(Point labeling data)

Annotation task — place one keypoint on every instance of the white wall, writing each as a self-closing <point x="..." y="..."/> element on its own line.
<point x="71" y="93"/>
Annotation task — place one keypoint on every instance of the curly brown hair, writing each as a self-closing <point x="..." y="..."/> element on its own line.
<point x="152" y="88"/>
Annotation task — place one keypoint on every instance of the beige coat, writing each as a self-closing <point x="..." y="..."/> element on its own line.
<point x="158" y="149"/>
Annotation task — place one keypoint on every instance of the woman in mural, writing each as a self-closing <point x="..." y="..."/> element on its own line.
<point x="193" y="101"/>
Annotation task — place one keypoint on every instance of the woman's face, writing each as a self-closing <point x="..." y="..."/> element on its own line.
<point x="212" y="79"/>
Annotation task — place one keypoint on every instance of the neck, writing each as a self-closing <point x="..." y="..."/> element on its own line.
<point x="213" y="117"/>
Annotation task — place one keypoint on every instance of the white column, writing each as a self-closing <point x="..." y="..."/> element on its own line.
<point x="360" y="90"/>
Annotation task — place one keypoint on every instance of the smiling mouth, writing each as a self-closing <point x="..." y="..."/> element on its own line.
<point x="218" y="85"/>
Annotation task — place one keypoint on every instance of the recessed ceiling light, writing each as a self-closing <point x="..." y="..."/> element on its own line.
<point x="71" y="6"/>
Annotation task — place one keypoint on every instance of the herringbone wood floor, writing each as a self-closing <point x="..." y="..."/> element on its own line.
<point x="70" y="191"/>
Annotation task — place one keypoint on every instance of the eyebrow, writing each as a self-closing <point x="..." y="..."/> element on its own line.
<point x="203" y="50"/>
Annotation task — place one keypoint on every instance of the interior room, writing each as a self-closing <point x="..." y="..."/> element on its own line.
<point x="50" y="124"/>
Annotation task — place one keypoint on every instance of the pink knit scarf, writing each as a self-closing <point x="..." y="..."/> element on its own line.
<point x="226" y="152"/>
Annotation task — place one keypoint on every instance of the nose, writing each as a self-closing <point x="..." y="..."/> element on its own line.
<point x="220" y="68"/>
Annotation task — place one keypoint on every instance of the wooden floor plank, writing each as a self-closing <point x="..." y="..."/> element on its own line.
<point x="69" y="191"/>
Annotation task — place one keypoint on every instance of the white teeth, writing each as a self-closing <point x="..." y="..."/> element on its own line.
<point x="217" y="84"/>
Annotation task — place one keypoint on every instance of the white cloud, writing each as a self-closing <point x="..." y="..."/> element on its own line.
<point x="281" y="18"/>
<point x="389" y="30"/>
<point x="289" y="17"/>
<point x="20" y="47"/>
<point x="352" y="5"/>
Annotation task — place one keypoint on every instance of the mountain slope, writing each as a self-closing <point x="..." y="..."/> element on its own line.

Challenge: Please rewrite the data starting at the line that contains "white cloud, writing" and ending with the last line of the data, substituting "marker" for every "keypoint" and changing nothing else.

The completed task:
Annotation task — place one marker on every instance of the white cloud, writing each as a self-closing <point x="..." y="..."/> element on its own line.
<point x="281" y="18"/>
<point x="389" y="30"/>
<point x="289" y="17"/>
<point x="20" y="47"/>
<point x="352" y="5"/>
Annotation task — place one marker on every instance of the mountain slope, writing each as a self-closing <point x="..." y="..."/> element on its own line.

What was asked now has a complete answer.